▶ **Aim**
Pull out each line below that contains the word "rooster". Copy those lines in full.

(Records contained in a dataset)

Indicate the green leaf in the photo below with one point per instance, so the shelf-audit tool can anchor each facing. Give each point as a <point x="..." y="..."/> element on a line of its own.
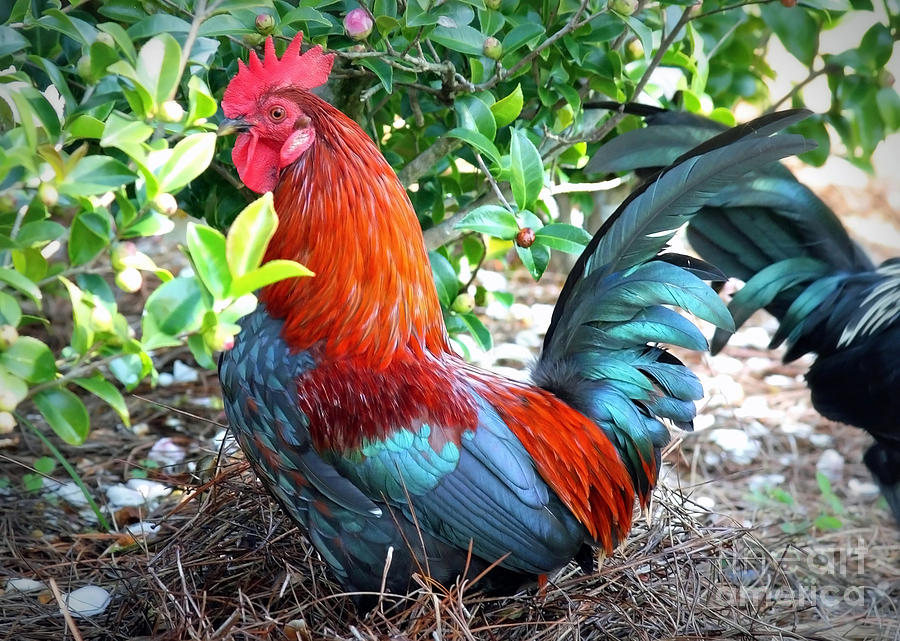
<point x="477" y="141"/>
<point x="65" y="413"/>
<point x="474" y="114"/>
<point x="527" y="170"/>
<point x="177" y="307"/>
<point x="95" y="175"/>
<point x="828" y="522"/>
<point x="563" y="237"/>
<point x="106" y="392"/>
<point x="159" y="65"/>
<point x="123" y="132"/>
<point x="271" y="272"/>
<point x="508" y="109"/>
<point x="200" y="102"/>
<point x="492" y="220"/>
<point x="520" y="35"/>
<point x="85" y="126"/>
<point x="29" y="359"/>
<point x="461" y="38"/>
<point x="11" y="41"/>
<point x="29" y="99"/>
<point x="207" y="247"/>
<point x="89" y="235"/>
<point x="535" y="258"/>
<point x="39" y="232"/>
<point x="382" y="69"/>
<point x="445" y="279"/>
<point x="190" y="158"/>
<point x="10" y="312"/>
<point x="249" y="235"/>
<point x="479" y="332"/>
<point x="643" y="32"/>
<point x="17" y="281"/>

---

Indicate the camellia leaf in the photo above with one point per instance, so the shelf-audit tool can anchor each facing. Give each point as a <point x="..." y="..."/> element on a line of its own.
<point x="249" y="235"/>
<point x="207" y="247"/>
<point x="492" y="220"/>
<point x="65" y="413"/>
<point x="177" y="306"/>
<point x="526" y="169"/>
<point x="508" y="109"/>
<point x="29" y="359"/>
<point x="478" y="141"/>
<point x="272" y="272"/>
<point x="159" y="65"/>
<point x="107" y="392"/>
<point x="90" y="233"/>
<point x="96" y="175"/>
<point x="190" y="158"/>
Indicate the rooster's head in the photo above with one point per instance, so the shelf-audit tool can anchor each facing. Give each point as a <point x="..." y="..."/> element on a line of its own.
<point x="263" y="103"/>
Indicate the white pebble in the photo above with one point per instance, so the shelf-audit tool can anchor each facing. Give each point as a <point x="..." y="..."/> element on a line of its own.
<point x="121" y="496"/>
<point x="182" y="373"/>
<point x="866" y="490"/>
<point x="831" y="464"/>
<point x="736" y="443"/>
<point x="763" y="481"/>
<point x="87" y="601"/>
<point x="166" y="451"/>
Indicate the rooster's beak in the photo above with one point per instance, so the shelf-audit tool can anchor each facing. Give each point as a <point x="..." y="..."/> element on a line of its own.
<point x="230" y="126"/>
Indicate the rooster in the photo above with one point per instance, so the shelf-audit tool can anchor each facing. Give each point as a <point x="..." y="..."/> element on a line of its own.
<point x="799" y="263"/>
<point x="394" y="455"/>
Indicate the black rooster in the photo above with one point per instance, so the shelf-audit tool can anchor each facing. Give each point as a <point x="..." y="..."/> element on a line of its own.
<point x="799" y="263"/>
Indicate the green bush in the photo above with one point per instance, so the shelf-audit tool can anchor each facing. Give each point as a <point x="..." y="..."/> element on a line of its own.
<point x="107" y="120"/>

▶ **Complete output**
Indicate the rooster's head in the photo above with one point per instance, so the shelf-audit tool can anchor each facing. Give each point as a <point x="..." y="..."/> element on a line of its own.
Indicate the rooster's beak in the photo above with one point per instance, so the shelf-audit tool can anchor each facing. Give each point as a <point x="..." y="..."/> element on a line of its own.
Indicate the rooster in the photo above with one point per instance, so the shelf-audit tool can anchor each facing. Give each point as a <point x="..." y="..."/> element on a line of its own.
Indicate the black rooster in the photo above with one point per instance, so the shelf-audit tool can anchor each facing. Give each point as a <point x="..." y="..."/> element on a line of its own.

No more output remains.